SELECTED PASSAGE:

    What does that have to do with today’s blog? Both began as individual contributors to a candidate’s political campaign with very different results. Tyler’s name was listed as a contributor just as Sheila’s son was; full transparency regarding disclosure. Citizens United wasn’t in effect at that time and Tyler was an individual contributor; heuristics didn’t appear to apply in his case, there was no “rule of thumb” to compare what resulted in one man’s powerful hold on this city government and the public was never made aware of these costly results. But; how can the public possibly be aware of all information required to make intelligent decisions on election day? Today the media’s “rule of thumb” is to obfuscate, confuse, stir emotions, missquote and provide gossip level misinformation rather than report facts which would allow voters to make their own comparisons and reach intelligent decisions.

  3. I do a climate science class which includes my definition of “common sense” as sense that makes sense to one’s senses, vs science theory as evidence based revelations of reality which are often well beyond our senses. Common sense is thus heuristic which is not nothing but as limited as a wandering caveman’s awareness of threats and opportunities in his specific time, place and scale. This is how brand marketing influences emotions if not intellect.

    So campaign funding to inform is democratic, but that spent on branding is dysfunctional.

    So the problem we are currently experiencing comes not from the source or amount of campaign spending but what it is spent on.

Saved entries:
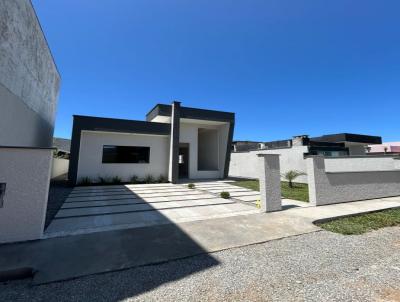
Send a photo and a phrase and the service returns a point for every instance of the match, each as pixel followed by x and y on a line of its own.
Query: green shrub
pixel 116 180
pixel 134 179
pixel 162 179
pixel 225 195
pixel 85 181
pixel 149 179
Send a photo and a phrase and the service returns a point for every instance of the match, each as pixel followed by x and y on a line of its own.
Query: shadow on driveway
pixel 64 258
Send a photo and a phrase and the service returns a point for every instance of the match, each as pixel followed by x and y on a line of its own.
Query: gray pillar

TASK DIRECTIONS: Please return, word for word, the part of the campaign-funding passage that begins at the words "3. I do a climate" and stops after "if not intellect.".

WRITTEN RESPONSE:
3. I do a climate science class which includes my definition of “common sense” as sense that makes sense to one’s senses, vs science theory as evidence based revelations of reality which are often well beyond our senses. Common sense is thus heuristic which is not nothing but as limited as a wandering caveman’s awareness of threats and opportunities in his specific time, place and scale. This is how brand marketing influences emotions if not intellect.